**EXTRACT PROVIDED**
* * * *

Timbuk specifications
A typical Timbuk specification looks like this:
Ops plus:0 s:1 o:0 app:2
Const s o
Vars X Y
TRS R
app(app(plus,o),X) -> X
app(app(plus,s(X)),Y) -> s(app(app(plus,X),Y))
Automaton A1
States qf qp qp2 qi qnz
Final States qf
Transitions
app(qp,qi) -> qf
app(qp2,qnz) -> qp
plus -> qp2
o -> qi
s(qi) -> qi
s(qi) -> qnz
Automaton TC
States qi
Final States qi
Transitions
o -> qi
s(qi) -> qi
Patterns
o
where the Ops section defines all operators with their
arity. The Const section defines the constructor symbols
(here the symbols s and o used to represent peano natural numbers, o
is the natural 0, s(o) is 1, etc.). The TRS section
defines the Term Rewriting System (here the simple TRS defining the
addition of natural numbers). The first Automaton section
defines the initial language (here the language of terms of the form
app(app(plus,nz),i) where i is any natural and nz
is any natural number different from o. Note that, if this
automaton is not deterministic, it will be determinised by Timbuk
(see in this part). There are several
alternative for defining languages such as Regexp and SRegexp (a.k.a. Simplified Regular Expressions)

* * * *

(Position annotation records)
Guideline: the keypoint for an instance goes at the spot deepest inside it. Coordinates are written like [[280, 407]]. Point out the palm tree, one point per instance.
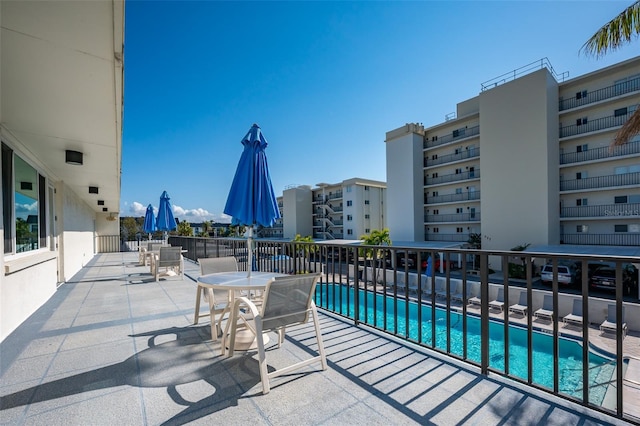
[[620, 30]]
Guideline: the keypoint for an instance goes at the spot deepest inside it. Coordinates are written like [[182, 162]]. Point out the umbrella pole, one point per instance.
[[249, 252]]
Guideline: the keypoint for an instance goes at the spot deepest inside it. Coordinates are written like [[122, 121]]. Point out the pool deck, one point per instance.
[[114, 347]]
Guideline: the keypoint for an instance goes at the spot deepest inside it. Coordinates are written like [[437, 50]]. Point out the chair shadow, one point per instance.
[[187, 359]]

* * * *

**SET PROBLEM 1**
Answer these questions from the Timbuk specifications text:
(a) Which state is listed under Final States in Automaton A1?
(b) According to the explanation, what does the Ops section define?
(c) Which natural number does s(o) represent?
**SET PROBLEM 2**
Copy everything in the Timbuk specifications text from "Timbuk specifications" down to "app(app(plus,s(X)),Y) -> s(app(app(plus,X),Y))".
**SET PROBLEM 3**
Please proceed with the Timbuk specifications text, picking up right after its final sentence.

**EXERCISE OUTPUT 1**
(a) qf
(b) All operators with their arity.
(c) 1

**EXERCISE OUTPUT 2**
Timbuk specifications
A typical Timbuk specification looks like this:
Ops plus:0 s:1 o:0 app:2
Const s o
Vars X Y
TRS R
app(app(plus,o),X) -> X
app(app(plus,s(X)),Y) -> s(app(app(plus,X),Y))

**EXERCISE OUTPUT 3**
The automaton named TC gives the language of (well typed)
constructor terms (here limited to natural numbers). Finally, the
section Patterns defines the terms or the patterns that we
want to show unreachable. Here we want to show that adding a non
zero natural number to any natural number cannot result in
the number 0.
A specification may also contain some equations that are defined in
a specific section in the specification, e.g.
Ops plus:0 s:1 o:0 app:2
Const s o
Vars X Y
TRS R
app(app(plus,o),X) -> X
app(app(plus,s(X)),Y) -> s(app(app(plus,X),Y))
Automaton A1
States qf qp qp2 qi qnz
Final States qf
Transitions
app(qp,qi) -> qf
app(qp2,qnz) -> qp
plus -> qp2
o -> qi
s(qi) -> qi
s(qi) -> qnz
Automaton TC
States qi
Final States qi
Transitions
o -> qi
s(qi) -> qi
Equations Simp
Rules
s(s(X))=s(X)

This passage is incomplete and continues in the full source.